▶ Task to carry out: Searching the material below, find each line that includes the word "with", and copy it.

▶ Supplied records:
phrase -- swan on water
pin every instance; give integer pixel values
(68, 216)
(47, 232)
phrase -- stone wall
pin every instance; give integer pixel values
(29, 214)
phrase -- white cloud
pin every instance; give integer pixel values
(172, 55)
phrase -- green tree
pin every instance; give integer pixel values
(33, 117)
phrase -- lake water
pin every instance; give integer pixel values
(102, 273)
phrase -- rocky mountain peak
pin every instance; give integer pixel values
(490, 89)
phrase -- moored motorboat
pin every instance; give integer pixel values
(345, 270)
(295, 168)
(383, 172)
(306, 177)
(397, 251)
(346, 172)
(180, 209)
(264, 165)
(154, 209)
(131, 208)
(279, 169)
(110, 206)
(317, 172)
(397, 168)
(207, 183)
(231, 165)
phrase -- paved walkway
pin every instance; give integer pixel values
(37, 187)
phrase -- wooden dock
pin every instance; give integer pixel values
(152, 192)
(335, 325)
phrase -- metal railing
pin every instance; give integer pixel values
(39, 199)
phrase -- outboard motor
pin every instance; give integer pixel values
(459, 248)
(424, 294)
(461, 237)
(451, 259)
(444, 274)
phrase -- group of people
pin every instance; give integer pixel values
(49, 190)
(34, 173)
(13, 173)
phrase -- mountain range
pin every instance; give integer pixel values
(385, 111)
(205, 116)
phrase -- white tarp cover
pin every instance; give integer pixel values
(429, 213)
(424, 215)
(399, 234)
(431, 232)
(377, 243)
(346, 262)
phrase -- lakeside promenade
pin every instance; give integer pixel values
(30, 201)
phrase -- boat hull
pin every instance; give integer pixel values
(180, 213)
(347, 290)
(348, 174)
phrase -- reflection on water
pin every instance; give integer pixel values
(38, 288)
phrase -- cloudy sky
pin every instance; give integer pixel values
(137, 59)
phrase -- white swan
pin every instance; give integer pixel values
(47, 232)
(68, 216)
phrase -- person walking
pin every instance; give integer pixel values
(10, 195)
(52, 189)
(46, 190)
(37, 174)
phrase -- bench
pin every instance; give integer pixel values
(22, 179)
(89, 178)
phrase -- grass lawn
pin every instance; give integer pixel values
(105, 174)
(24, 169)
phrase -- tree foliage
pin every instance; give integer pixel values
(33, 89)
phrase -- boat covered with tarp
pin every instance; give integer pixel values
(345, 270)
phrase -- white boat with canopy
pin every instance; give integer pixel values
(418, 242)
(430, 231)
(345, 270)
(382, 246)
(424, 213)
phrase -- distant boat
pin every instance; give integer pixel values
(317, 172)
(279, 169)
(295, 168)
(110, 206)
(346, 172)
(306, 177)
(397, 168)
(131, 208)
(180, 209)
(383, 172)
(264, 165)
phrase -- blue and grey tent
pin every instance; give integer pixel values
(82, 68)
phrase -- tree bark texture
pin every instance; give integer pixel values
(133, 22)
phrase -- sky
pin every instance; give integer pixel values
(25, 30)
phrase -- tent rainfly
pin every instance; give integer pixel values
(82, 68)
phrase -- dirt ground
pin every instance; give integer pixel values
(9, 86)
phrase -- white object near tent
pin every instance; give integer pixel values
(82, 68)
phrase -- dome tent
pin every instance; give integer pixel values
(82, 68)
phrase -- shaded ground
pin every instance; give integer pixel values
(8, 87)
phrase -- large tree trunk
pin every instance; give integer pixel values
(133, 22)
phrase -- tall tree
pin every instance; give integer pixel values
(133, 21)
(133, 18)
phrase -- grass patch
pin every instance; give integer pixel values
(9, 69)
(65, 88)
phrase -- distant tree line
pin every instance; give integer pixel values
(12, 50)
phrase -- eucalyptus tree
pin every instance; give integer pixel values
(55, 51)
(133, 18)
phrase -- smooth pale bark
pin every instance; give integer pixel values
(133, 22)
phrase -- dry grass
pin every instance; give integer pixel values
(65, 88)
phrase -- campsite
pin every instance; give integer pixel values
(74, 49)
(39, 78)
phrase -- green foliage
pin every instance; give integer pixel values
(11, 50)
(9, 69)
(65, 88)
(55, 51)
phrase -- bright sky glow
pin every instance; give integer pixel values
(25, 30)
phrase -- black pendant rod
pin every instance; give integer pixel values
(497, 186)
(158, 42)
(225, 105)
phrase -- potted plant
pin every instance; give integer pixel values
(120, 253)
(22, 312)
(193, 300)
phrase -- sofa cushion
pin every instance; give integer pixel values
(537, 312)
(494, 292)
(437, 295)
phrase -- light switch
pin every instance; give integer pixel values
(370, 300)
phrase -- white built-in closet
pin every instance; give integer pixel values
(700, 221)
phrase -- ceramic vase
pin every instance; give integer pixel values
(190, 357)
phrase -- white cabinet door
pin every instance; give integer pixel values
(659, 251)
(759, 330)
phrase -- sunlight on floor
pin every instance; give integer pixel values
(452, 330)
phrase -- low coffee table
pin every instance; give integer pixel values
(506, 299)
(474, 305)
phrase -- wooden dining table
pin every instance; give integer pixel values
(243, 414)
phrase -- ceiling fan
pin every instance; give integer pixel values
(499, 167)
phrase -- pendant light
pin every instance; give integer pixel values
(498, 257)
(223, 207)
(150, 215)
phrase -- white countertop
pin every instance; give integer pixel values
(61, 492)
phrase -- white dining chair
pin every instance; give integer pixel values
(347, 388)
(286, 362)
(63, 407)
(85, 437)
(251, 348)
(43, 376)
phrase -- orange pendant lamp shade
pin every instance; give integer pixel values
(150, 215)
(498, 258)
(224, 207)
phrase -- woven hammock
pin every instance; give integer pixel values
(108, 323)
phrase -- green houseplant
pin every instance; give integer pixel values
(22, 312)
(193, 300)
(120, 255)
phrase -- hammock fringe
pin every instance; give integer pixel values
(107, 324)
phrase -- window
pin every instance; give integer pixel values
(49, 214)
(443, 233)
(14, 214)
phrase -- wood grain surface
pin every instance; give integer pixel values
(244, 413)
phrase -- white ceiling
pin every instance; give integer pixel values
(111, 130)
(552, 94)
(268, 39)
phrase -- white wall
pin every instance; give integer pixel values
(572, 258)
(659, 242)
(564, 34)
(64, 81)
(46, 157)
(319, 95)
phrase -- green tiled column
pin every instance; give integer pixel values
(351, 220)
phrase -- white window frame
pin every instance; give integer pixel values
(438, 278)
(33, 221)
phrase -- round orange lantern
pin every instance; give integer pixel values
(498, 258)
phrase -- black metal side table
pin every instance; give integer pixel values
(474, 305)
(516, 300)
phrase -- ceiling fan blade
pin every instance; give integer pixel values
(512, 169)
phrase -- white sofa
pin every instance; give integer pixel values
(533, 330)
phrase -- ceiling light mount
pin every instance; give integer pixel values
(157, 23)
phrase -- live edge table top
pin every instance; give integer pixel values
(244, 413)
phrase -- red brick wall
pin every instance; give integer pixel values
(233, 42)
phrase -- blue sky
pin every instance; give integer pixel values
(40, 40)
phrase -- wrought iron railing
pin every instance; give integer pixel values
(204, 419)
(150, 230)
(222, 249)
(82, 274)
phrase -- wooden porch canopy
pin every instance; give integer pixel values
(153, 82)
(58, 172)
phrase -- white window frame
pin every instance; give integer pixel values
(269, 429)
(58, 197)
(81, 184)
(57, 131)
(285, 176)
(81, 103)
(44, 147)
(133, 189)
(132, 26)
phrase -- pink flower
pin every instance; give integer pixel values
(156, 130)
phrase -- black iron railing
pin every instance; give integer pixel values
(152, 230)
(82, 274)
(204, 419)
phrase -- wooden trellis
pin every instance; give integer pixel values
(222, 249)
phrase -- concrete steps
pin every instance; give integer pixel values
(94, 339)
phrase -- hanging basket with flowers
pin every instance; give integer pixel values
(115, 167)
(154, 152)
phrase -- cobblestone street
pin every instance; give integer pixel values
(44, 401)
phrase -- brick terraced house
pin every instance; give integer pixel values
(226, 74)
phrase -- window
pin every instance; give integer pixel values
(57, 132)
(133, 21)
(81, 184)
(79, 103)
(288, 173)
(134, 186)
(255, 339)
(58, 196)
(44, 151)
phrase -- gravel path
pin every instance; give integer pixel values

▶ Your solution:
phrase -- boat covered with tarp
phrase -- white boat with canopy
phrase -- hanging basket with flowers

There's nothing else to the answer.